(Dataset records)
------------------------

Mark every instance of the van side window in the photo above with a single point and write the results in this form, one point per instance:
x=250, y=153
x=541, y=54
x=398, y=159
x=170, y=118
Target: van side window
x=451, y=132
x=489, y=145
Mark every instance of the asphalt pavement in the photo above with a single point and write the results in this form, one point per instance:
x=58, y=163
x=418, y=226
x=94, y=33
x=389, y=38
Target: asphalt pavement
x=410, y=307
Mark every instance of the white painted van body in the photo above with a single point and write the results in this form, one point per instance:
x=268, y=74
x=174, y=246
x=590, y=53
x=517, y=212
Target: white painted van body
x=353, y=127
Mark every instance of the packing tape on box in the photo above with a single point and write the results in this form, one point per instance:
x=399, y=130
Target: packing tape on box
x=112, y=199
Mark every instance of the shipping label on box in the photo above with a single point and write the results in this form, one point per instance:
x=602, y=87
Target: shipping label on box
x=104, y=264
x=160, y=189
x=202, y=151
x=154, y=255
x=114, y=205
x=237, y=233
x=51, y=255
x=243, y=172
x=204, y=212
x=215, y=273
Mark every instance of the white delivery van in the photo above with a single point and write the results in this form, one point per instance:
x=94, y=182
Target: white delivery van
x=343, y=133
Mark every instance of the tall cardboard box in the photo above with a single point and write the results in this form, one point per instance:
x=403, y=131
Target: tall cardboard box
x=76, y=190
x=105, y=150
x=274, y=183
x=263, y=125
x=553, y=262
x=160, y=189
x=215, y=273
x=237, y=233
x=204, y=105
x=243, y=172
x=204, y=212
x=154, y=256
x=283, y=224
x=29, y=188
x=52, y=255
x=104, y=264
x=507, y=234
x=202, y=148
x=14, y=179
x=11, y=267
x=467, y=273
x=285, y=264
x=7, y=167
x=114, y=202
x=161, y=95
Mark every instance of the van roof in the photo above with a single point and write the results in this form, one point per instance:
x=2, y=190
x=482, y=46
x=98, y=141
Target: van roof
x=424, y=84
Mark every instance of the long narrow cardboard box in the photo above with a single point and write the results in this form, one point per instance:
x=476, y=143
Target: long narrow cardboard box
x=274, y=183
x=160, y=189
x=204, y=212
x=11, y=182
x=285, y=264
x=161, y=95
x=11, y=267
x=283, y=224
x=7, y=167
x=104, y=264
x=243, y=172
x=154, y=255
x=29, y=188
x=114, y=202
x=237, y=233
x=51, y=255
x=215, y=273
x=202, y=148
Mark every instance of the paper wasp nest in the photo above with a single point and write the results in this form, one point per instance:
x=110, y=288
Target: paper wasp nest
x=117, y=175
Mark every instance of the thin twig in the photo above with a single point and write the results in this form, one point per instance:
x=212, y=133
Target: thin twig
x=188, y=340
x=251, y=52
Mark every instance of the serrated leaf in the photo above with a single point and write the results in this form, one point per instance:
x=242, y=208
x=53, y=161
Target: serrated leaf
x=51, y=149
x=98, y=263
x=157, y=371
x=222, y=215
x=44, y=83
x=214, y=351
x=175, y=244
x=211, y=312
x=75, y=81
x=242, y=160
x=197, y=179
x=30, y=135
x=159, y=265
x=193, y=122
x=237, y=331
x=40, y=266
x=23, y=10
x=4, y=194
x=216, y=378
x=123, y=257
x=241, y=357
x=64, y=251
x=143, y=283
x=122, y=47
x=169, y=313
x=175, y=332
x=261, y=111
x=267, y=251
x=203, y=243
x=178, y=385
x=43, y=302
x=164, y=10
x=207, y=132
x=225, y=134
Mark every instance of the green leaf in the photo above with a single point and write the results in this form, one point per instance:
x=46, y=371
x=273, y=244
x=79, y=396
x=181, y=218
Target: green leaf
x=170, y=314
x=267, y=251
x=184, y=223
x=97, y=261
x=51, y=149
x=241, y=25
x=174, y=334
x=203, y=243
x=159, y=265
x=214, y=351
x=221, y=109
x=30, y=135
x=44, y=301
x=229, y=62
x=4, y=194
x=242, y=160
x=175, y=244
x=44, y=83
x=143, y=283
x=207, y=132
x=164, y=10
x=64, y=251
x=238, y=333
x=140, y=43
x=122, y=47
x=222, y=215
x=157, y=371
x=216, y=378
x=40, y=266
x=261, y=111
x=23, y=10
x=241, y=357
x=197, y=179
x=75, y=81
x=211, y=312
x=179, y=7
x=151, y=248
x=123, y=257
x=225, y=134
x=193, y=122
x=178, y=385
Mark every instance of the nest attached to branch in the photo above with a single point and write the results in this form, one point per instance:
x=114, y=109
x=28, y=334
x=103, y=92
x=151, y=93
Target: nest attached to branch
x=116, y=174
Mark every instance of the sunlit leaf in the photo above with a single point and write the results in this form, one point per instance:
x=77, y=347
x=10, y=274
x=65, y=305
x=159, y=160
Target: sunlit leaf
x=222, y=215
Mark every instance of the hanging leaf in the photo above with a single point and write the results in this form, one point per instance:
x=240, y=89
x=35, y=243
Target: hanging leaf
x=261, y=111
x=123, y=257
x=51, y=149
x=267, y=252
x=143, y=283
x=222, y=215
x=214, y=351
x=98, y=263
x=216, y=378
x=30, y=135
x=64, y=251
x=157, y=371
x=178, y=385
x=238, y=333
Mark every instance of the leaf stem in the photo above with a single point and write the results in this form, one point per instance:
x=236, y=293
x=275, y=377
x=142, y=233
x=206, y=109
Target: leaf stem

------------------------

**What the task asks:** Reproduce the whole listing above line for line, without changing anything.

**The completed task:**
Mark every instance of the van side window in the photo above with a single point and write the results in this form, one point per instance:
x=250, y=153
x=541, y=54
x=398, y=159
x=170, y=118
Target: van side window
x=451, y=132
x=489, y=145
Mark every instance of the asphalt pavement in the photo above with a single point and write the results in this form, one point per instance:
x=58, y=163
x=418, y=226
x=94, y=33
x=389, y=38
Target: asphalt pavement
x=410, y=307
Mark every instance of the white painted van body in the photo above with a single point and write the results in this form, one point per instance:
x=268, y=74
x=174, y=246
x=590, y=53
x=517, y=212
Target: white painted van body
x=353, y=127
Mark every instance of the packing tape on box in the photo above with a single point and write the results in this form, one point per instance:
x=399, y=130
Target: packing tape on box
x=112, y=199
Mark every instance of the shipping label on box in the photo above with a single point and write the results in this form, one point per instance:
x=602, y=87
Target: shipping label on box
x=104, y=264
x=160, y=189
x=202, y=151
x=154, y=255
x=114, y=205
x=237, y=233
x=51, y=255
x=243, y=172
x=204, y=212
x=215, y=273
Mark every instance of the white delivery van in the photo above with a single point and write the results in this form, one point per instance:
x=94, y=182
Target: white delivery van
x=343, y=133
Mark every instance of the tall cardboard box in the photo above with a single point and write the results in this form, one point per instance:
x=403, y=131
Target: tall cardboard box
x=76, y=190
x=105, y=150
x=274, y=183
x=263, y=125
x=553, y=262
x=160, y=189
x=215, y=273
x=237, y=233
x=204, y=105
x=243, y=172
x=204, y=212
x=154, y=256
x=283, y=224
x=29, y=188
x=52, y=255
x=104, y=264
x=507, y=234
x=202, y=148
x=14, y=179
x=11, y=267
x=467, y=273
x=285, y=264
x=7, y=167
x=114, y=202
x=161, y=95
Mark every instance of the van roof in the photo above with a single point and write the results in this form, one point per instance:
x=2, y=190
x=482, y=46
x=98, y=141
Target: van roof
x=424, y=84
Mark every instance of the long narrow cardboard box in the photo above with a single point and write the results in this form, one point per instance:
x=476, y=143
Target: long narrow cardboard box
x=274, y=183
x=160, y=189
x=204, y=212
x=11, y=182
x=285, y=264
x=161, y=95
x=11, y=267
x=283, y=224
x=7, y=167
x=104, y=264
x=243, y=172
x=154, y=255
x=29, y=188
x=114, y=202
x=237, y=233
x=51, y=255
x=215, y=273
x=202, y=148
Mark every instance of the paper wasp nest in the photo above with a single point and write the results in this form, one point per instance:
x=110, y=288
Target: paper wasp nest
x=117, y=175
Mark every instance of the thin twig in the photo above with a single point and write the results in this form, one point per instance:
x=212, y=133
Target: thin twig
x=188, y=340
x=251, y=52
Mark every instance of the serrated leaf in the photo above with a single point and write the results in this form, one point per instance:
x=242, y=208
x=53, y=161
Target: serrated leaf
x=51, y=149
x=98, y=263
x=157, y=371
x=222, y=215
x=44, y=83
x=214, y=351
x=175, y=244
x=211, y=312
x=75, y=81
x=242, y=160
x=197, y=179
x=30, y=135
x=159, y=265
x=193, y=122
x=237, y=331
x=40, y=266
x=23, y=10
x=4, y=194
x=216, y=378
x=123, y=257
x=241, y=357
x=64, y=251
x=143, y=283
x=122, y=47
x=169, y=313
x=175, y=332
x=261, y=111
x=267, y=251
x=203, y=243
x=178, y=385
x=43, y=302
x=164, y=10
x=207, y=132
x=225, y=134
Mark every instance of the green leaf in the photo above with a single point and write the results in this form, one point per instance:
x=46, y=371
x=273, y=244
x=79, y=396
x=181, y=218
Target: green leaf
x=170, y=314
x=267, y=251
x=184, y=223
x=97, y=261
x=51, y=149
x=241, y=25
x=174, y=334
x=203, y=243
x=159, y=265
x=214, y=351
x=221, y=109
x=30, y=135
x=44, y=301
x=229, y=62
x=4, y=194
x=242, y=160
x=175, y=244
x=44, y=83
x=143, y=283
x=207, y=132
x=164, y=10
x=64, y=251
x=238, y=333
x=140, y=43
x=122, y=47
x=222, y=215
x=157, y=371
x=216, y=378
x=40, y=266
x=261, y=111
x=23, y=10
x=241, y=357
x=197, y=179
x=75, y=81
x=211, y=312
x=179, y=7
x=151, y=248
x=123, y=257
x=225, y=134
x=193, y=122
x=178, y=385
Mark every instance of the nest attached to branch in the photo above with a single point and write the results in this form, one point per instance:
x=114, y=109
x=28, y=334
x=103, y=92
x=151, y=93
Target: nest attached to branch
x=116, y=174
Mark every instance of the sunlit leaf in the photo above with a single point and write the results in this form, one point per instance:
x=77, y=347
x=10, y=274
x=65, y=305
x=159, y=160
Target: sunlit leaf
x=222, y=215
Mark every instance of the hanging leaf in the photo above with a single point and write the results in this form, one point per instance:
x=240, y=89
x=35, y=243
Target: hanging leaf
x=261, y=111
x=123, y=257
x=51, y=149
x=267, y=252
x=143, y=283
x=222, y=215
x=214, y=351
x=98, y=263
x=216, y=378
x=30, y=135
x=64, y=251
x=157, y=371
x=178, y=385
x=238, y=333
Mark every instance of the leaf stem in the photo above with a single point and write the results in this form, one point per instance:
x=236, y=293
x=275, y=377
x=142, y=233
x=206, y=109
Target: leaf stem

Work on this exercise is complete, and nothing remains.